Najciekawszym i najbardziej zaawansowanym technologicznie rozwiązaniem jest użycie przez Chiny dronów rolniczych do przeprowadzania oprysków odkażających na zagrożonych terenach. Dalekowschodnie media podają, że dzięki użyciu statków bezzałogowych udało się odkazić już 902 miliony metrów kwadratowych w 20 chińskich prowincjach.

Polska otwiera niebo

W kraju policyjne drony już rozpoczęły kontrole parków i innych terenów rekreacyjnych. Mimo apeli i zakazów zgromadzeń wciąż wiele osób lekceważy zagrożenie i spędza czas w grupie, na świeżym powietrzu. Problem będzie się nasilał wraz z poprawą pogody i nadchodzącymi ciepłymi dniami. Patrol jednego parku czy leśnych polan to czasem nawet kilka godzin pracy, którą dron może wykonać w parę minut. Operator drona przekazuje informację do Policji, która reaguje w wyznaczonym miejscu.

Dronów nad polskim niebem będzie przybywać, co potwierdziła Polska Agencja Żeglugi Powietrznej. Przedstawiciele PAŻP poszukują operatorów dronów, którzy posiadają odpowiednie uprawnienia i będą mogli wykorzystywać bezzałogowce do monitorowania terenu i przekazywania komunikatów dźwiękowych. Polska jest w absolutnej, światowej czołówce w tej dziedzinie — wg. danych zawartych w raporcie Ministerstwa Infrastruktury, w 2019 roku w kraju ponad było ponad 10 tys. pilotów posiadających świadectwa kwalifikacji uprawniające do wykonywania lotów komercyjnych. Obecne wyliczenia pokazują, że w tym roku to już prawie 16 tysięcy kwalifikowanych operatorów. Potrzeby są jednak znacznie większe.

_Szczegóły zadania:_ Wypisz wszystkie polskie instytucje wymienione z nazwy we fragmencie o dronach.

_Dane do analizy:_

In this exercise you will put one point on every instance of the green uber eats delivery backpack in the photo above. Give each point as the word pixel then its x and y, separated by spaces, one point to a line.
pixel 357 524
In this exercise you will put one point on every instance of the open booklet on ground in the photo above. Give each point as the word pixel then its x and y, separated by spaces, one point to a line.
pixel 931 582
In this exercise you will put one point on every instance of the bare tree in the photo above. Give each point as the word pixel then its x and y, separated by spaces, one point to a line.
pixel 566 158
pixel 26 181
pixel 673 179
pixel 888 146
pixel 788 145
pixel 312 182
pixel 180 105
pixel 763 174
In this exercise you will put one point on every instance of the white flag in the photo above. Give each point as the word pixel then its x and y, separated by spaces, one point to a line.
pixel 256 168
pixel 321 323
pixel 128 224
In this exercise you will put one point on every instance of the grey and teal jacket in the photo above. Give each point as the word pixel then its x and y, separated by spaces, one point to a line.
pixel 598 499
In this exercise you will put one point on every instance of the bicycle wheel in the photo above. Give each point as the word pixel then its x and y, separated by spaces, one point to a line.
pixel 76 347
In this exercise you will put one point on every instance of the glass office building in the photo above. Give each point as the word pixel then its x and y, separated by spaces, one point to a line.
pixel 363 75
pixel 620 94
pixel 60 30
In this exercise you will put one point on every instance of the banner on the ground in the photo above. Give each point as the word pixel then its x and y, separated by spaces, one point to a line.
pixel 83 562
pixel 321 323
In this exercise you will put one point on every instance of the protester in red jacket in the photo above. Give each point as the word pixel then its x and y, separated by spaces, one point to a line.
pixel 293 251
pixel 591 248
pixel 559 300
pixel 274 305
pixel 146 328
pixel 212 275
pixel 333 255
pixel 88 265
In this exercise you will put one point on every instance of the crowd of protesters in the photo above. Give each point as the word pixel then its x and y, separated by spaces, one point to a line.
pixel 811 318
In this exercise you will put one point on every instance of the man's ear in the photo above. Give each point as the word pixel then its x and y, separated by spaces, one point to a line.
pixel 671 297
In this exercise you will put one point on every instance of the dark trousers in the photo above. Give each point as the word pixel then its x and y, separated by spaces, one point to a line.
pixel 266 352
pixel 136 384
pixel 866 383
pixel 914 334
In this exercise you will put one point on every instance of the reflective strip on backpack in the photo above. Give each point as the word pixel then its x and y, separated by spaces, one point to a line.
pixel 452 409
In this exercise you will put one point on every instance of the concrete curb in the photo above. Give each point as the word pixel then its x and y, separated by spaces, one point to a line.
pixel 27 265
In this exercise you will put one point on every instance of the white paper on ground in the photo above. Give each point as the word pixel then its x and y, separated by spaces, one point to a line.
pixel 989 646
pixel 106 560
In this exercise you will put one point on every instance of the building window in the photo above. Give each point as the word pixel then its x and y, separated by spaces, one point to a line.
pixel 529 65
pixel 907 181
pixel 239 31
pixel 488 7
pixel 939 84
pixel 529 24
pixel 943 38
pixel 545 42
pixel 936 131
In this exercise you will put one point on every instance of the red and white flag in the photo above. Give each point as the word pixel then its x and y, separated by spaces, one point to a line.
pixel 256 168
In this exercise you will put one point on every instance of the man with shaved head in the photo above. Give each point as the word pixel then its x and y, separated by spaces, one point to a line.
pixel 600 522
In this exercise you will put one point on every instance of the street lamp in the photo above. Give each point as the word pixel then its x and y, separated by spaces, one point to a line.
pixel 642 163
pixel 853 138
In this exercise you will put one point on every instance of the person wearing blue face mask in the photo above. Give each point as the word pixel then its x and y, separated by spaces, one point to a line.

_Oczekiwana odpowiedź:_
- Policja
- Polska Agencja Żeglugi Powietrznej (PAŻP)
- Ministerstwo Infrastruktury